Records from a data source
+++++
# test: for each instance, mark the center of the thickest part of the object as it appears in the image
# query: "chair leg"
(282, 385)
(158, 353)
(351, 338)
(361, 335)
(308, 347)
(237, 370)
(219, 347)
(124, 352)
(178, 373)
+++++
§ Exercise goal: Set the data down again in full. Keep it exact.

§ Response area:
# test: for each instance, mark the center of the thickest part of the object as it appears in the image
# query: "chair leg"
(282, 385)
(158, 353)
(351, 338)
(361, 335)
(308, 347)
(237, 370)
(219, 347)
(124, 352)
(178, 373)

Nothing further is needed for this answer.